Repite sin cambios las líneas de los ítems que van desde la que contiene "target: <item>jersey sleeve</item>" hasta el final, incluidas la primera y la última.

(Registros)
========

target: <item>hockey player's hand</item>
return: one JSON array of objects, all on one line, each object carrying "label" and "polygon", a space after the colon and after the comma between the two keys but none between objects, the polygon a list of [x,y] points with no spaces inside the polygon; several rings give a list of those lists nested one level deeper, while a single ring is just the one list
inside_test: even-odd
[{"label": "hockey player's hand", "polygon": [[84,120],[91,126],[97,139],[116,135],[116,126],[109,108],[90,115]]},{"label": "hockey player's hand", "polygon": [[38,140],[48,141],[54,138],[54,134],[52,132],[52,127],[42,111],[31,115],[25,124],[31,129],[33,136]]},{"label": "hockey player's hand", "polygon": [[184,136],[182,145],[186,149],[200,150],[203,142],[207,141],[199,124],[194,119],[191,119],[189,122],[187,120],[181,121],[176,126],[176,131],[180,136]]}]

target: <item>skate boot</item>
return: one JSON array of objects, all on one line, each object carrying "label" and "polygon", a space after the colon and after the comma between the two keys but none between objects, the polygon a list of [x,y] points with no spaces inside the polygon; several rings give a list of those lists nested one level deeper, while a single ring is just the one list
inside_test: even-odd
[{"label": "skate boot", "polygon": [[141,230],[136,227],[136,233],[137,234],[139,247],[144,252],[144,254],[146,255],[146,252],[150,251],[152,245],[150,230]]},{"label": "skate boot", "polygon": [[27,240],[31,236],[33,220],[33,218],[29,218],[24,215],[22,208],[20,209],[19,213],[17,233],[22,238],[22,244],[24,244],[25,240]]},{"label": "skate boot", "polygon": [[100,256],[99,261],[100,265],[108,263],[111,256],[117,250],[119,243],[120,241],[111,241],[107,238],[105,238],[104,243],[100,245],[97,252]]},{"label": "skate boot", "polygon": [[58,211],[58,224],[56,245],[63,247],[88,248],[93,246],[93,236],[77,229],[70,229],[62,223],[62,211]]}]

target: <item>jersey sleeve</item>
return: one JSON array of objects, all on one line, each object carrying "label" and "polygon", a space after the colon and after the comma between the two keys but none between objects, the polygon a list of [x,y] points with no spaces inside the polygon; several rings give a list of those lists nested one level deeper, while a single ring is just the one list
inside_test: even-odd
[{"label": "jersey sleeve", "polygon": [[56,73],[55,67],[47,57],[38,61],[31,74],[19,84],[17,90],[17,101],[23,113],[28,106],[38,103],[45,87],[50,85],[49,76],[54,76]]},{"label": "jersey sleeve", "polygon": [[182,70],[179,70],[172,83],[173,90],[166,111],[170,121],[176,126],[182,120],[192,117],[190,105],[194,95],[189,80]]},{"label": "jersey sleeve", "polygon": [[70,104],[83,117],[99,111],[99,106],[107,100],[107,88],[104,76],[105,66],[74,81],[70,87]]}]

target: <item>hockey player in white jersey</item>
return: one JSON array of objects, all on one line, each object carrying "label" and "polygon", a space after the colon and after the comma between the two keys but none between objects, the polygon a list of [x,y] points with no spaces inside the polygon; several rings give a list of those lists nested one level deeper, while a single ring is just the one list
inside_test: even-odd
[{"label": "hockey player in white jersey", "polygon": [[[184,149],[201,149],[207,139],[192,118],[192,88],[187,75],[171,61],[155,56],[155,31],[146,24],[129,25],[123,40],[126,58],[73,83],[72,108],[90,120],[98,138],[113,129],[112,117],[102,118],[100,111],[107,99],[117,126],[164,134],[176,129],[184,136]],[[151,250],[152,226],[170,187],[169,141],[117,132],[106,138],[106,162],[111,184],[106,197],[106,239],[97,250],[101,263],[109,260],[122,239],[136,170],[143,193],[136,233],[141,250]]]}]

========

● RESPUESTA DEL EJERCICIO
target: <item>jersey sleeve</item>
return: one JSON array of objects, all on one line, each object carrying "label" and "polygon", a space after the colon and after the comma between the two keys but none between objects, the polygon a list of [x,y] points with no spaces inside the polygon; several rings give a list of those lists nested one level deeper, while a single ring is just the one list
inside_test: even-odd
[{"label": "jersey sleeve", "polygon": [[56,73],[55,67],[47,57],[38,61],[31,74],[19,84],[17,90],[17,101],[23,113],[28,106],[38,103],[45,87],[50,85],[49,76],[54,76]]},{"label": "jersey sleeve", "polygon": [[182,70],[179,70],[172,83],[173,90],[166,111],[170,121],[176,126],[182,120],[192,117],[190,105],[194,95],[189,80]]},{"label": "jersey sleeve", "polygon": [[70,104],[83,117],[99,111],[99,106],[107,100],[107,88],[104,76],[105,66],[74,81],[70,87]]}]

target: <item>hockey player in white jersey</item>
return: one JSON array of objects, all on one line, each object carrying "label" and "polygon", a space after the colon and after the comma between the two keys but none between objects, the polygon a list of [x,y] points with no spaces inside the polygon; several rings give a list of those lists nested one level deeper, while a single ring is just the one list
inside_test: even-odd
[{"label": "hockey player in white jersey", "polygon": [[[184,149],[201,149],[207,139],[192,118],[192,88],[187,75],[171,61],[155,56],[155,31],[146,24],[129,25],[123,40],[126,58],[73,83],[72,108],[90,120],[98,138],[113,129],[112,117],[102,118],[100,111],[107,99],[117,126],[164,134],[176,129],[184,136]],[[151,250],[152,226],[170,187],[169,141],[117,132],[106,138],[106,162],[111,184],[106,197],[106,239],[97,250],[101,263],[109,260],[122,239],[136,170],[143,193],[136,233],[141,250]]]}]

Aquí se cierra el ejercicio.